Sayfa alıntısı.
========================
Lozan anlaşmasında misak-ı milli içerisinde olan batı trakya , kıbrıs , halep , hatay , adalar , batum ismet inönü tarafından istenmemiştir lafı bile edilmemiştir.
Sadece Musul istenmiştir oda sonradan ingilizlerle yapılacak bire bir görüşmeye bırakılmıştır.
Sadece bu açıdan bakıldığında bile bana göre başarısızlıkla sonuçlanmış bir anlaşmadır.
Lozan ı sevr ile kıyaslayarak anlaşmanın başarılı olduğunu söylemek komiktir.
Çünkü sevr anlaşma değil tekliftir , osmanlı tarafından kabul edilmemiştir sadece osmanlı tarafından değil ingilizler fransızlar italyanlar tarafındanda kabul edilmemiştir.
Sadece yunan meclisi kabul etmiştir.
zaman gastesının her zamankı yazılarından. fetonun gastesi oldugundan böyle yazılar normal siklemeyin.
(bkz: kedidir o kedi)
iki çalışmayı da olduğu gibi buraya aktarırsanız her iki yazara da gerekli cevabı verebileceğim gerçektir.
çalıştığım yerden giremiyorum da o sitelere...

not: uluslararası ilişkiler mezunuyum.
lozan bir başarıdır. gerçek amacını göz önüne alarak değerlendirirsek bir başarıdır.
gerçek amacı yeni meclisi, ankara'da ki hükümeti, türkiye cumhuriyeti'ni tüm dünyaya tanıtmaktı.
========================
Verilen görev 1. Kayıtlarda "pillow" sözcüğünü içeren her satırı döndürün.
Lozan metni ile kayıtlar birbirinden bağımsız malzemelerdir.

Kaynak kayıtlar.
========================
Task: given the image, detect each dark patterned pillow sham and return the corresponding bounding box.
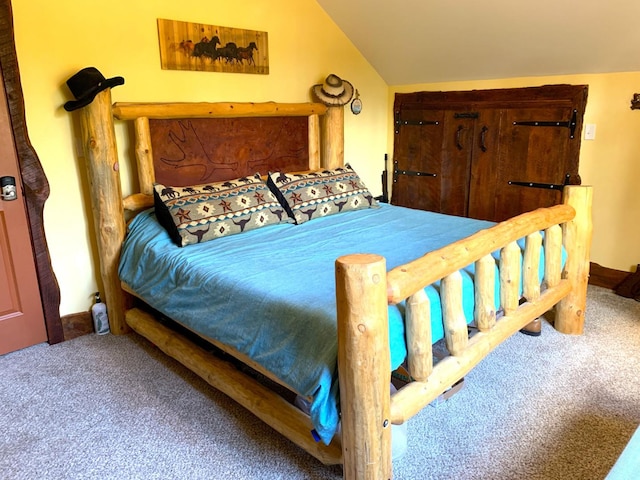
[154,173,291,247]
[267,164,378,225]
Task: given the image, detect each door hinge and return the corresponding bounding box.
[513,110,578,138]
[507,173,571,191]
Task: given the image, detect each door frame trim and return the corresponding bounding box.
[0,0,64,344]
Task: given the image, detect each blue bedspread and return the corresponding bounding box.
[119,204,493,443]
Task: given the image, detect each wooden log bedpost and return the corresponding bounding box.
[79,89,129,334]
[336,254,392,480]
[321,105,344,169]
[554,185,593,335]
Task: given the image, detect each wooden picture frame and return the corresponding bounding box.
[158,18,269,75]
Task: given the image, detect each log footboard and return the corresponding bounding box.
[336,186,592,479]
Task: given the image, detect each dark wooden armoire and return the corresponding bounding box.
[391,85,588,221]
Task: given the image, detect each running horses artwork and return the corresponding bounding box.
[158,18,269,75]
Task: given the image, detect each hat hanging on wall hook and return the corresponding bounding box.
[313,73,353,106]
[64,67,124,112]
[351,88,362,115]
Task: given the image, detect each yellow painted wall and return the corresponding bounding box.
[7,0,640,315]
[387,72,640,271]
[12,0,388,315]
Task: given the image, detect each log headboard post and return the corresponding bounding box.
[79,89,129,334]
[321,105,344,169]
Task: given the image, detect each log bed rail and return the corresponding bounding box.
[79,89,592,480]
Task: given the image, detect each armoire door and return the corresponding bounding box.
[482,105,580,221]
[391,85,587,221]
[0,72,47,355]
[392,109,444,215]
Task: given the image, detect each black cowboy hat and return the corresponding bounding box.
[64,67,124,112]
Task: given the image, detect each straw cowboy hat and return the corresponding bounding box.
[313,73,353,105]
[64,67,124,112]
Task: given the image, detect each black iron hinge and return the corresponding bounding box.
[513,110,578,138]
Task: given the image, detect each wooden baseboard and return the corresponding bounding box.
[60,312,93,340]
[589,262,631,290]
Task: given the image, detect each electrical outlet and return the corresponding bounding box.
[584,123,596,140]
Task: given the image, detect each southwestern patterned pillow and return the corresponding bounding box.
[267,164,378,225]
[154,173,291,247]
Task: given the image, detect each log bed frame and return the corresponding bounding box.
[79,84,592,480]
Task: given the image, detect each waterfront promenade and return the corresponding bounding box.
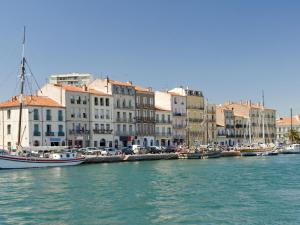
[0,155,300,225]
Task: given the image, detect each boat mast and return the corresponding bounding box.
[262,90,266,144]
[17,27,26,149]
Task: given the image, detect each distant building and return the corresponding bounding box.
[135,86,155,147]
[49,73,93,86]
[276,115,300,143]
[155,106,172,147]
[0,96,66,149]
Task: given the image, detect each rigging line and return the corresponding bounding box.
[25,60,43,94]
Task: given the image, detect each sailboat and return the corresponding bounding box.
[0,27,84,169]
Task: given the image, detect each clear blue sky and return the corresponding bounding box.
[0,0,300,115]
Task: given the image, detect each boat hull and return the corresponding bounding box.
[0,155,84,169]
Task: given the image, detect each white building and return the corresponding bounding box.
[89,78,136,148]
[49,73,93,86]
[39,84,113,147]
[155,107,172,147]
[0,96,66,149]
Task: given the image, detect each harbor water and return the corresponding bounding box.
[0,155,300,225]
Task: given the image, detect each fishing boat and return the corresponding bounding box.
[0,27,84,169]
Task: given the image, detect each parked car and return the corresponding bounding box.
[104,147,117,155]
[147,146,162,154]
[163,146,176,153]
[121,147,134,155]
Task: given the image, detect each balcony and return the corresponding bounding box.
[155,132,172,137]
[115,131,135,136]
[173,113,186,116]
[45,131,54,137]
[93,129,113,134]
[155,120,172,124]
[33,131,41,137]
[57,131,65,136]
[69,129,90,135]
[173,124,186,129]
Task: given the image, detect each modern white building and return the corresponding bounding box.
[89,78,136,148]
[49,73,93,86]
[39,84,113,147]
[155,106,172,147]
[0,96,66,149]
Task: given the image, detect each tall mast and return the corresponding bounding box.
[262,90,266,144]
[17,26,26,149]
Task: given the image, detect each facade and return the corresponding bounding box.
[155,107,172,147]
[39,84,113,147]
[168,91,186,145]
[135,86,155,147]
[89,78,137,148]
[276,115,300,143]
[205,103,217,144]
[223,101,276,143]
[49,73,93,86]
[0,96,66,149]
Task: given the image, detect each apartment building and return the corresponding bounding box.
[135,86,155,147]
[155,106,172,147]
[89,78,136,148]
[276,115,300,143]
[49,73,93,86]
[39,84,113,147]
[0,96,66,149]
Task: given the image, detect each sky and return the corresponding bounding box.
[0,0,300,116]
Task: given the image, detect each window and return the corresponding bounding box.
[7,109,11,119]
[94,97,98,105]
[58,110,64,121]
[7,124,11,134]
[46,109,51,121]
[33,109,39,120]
========================
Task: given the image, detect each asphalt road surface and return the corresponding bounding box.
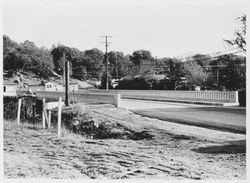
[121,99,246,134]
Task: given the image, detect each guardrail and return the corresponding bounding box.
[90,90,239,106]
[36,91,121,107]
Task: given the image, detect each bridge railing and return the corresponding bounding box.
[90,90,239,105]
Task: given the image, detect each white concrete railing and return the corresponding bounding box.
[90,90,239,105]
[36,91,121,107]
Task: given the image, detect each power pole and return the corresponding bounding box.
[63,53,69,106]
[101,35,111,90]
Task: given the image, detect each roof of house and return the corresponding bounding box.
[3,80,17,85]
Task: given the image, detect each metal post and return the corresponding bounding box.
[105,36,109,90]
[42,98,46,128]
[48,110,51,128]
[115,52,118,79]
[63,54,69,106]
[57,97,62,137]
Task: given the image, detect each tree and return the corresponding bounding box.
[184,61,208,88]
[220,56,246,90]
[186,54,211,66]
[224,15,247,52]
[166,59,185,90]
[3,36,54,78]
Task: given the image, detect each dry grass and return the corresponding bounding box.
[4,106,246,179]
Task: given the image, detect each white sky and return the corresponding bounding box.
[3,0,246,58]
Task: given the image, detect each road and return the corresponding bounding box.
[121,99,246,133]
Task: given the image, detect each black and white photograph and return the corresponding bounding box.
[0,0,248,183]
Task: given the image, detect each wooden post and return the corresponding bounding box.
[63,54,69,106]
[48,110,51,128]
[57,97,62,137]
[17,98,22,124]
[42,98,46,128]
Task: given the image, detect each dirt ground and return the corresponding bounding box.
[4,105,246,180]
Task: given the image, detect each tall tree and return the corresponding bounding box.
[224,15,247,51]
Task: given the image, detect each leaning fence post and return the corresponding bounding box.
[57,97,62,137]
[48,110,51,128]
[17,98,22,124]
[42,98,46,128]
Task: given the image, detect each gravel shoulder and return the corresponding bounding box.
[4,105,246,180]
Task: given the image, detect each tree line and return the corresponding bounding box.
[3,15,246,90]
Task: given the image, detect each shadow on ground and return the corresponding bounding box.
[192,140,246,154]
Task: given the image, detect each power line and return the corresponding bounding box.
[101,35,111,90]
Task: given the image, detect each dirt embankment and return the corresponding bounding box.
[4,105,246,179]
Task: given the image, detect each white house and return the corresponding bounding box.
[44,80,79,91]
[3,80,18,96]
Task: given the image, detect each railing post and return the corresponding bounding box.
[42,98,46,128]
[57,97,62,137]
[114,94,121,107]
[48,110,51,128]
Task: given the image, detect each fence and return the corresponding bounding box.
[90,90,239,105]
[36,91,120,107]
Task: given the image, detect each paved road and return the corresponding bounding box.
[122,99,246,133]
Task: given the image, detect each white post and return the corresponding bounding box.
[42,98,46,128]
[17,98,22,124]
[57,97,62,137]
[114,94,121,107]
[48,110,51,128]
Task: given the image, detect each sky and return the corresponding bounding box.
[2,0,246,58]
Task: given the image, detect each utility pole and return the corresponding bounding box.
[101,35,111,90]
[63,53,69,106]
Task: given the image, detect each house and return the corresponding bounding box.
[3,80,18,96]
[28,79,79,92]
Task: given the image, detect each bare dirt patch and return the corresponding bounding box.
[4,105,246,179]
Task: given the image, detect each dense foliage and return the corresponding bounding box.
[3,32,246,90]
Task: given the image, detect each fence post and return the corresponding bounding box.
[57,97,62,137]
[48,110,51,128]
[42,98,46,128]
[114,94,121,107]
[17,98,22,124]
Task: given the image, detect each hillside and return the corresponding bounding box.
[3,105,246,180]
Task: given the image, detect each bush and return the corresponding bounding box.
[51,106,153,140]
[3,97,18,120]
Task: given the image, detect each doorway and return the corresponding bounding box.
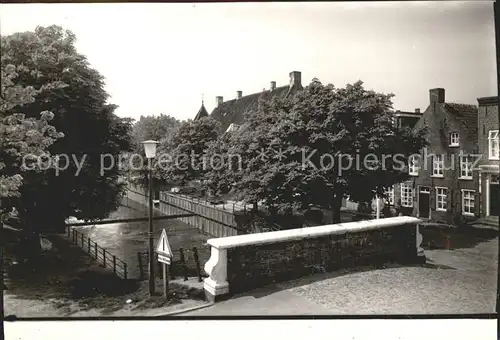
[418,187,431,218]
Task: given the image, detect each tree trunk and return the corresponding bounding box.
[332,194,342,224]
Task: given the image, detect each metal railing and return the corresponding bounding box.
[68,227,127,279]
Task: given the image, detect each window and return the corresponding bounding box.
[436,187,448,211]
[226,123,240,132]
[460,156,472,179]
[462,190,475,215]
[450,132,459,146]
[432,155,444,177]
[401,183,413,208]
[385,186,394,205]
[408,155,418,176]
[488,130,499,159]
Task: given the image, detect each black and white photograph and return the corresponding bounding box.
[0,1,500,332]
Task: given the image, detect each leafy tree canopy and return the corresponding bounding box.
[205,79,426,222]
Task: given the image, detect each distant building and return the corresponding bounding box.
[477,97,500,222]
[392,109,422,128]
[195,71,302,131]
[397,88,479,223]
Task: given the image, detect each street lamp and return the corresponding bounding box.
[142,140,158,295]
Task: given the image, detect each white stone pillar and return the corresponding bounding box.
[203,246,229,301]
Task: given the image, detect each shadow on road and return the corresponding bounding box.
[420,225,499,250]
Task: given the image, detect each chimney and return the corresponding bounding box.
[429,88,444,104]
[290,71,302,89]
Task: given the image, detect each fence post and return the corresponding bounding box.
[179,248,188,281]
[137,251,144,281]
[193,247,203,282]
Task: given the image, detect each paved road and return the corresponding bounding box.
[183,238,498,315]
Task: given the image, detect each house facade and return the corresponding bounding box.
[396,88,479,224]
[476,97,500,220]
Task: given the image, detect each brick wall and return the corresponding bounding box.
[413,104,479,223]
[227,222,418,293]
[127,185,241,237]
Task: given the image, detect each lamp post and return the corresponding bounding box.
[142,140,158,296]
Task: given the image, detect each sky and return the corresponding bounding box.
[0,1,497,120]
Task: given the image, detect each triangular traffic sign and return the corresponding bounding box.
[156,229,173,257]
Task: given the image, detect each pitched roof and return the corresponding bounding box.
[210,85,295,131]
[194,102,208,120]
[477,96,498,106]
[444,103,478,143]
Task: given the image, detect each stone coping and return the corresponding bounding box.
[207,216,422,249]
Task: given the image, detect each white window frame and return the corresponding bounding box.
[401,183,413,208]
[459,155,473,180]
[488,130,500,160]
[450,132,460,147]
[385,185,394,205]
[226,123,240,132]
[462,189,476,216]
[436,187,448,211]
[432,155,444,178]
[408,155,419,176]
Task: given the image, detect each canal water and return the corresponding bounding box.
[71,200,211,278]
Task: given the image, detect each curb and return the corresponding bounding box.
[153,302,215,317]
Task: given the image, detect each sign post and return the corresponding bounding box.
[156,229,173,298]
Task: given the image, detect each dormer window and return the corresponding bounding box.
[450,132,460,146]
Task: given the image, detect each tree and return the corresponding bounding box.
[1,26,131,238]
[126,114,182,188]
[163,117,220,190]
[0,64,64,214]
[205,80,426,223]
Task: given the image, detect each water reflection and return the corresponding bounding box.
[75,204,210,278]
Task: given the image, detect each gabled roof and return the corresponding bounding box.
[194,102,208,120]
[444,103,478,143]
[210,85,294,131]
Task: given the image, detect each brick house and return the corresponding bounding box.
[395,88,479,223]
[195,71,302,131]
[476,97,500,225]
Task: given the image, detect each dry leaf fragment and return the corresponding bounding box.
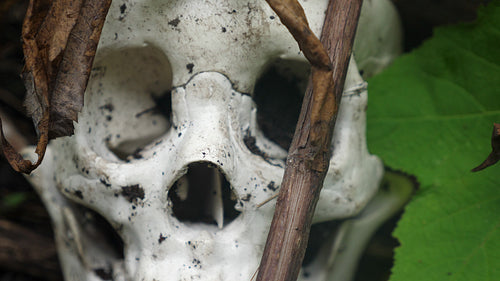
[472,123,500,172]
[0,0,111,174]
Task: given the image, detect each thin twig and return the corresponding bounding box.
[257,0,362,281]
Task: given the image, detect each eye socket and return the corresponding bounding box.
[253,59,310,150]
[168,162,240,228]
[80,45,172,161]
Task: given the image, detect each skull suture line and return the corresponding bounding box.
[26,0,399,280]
========================
Verilen görev 2. Lozan metnini "zaman gastesının her" sözcüklerinin geçtiği yerden başlayarak kopyalayın ve "cevabı verebileceğim gerçektir." sözcüklerinden sonra durun.

Alıştırma çözümü 1.
Task: given the image, detect each dark patterned pillow sham and return the corresponding bounding box.
Task: given the image, detect each southwestern patterned pillow and return the corresponding bounding box.

Alıştırma çözümü 2.
zaman gastesının her zamankı yazılarından. fetonun gastesi oldugundan böyle yazılar normal siklemeyin.
(bkz: kedidir o kedi)
iki çalışmayı da olduğu gibi buraya aktarırsanız her iki yazara da gerekli cevabı verebileceğim gerçektir.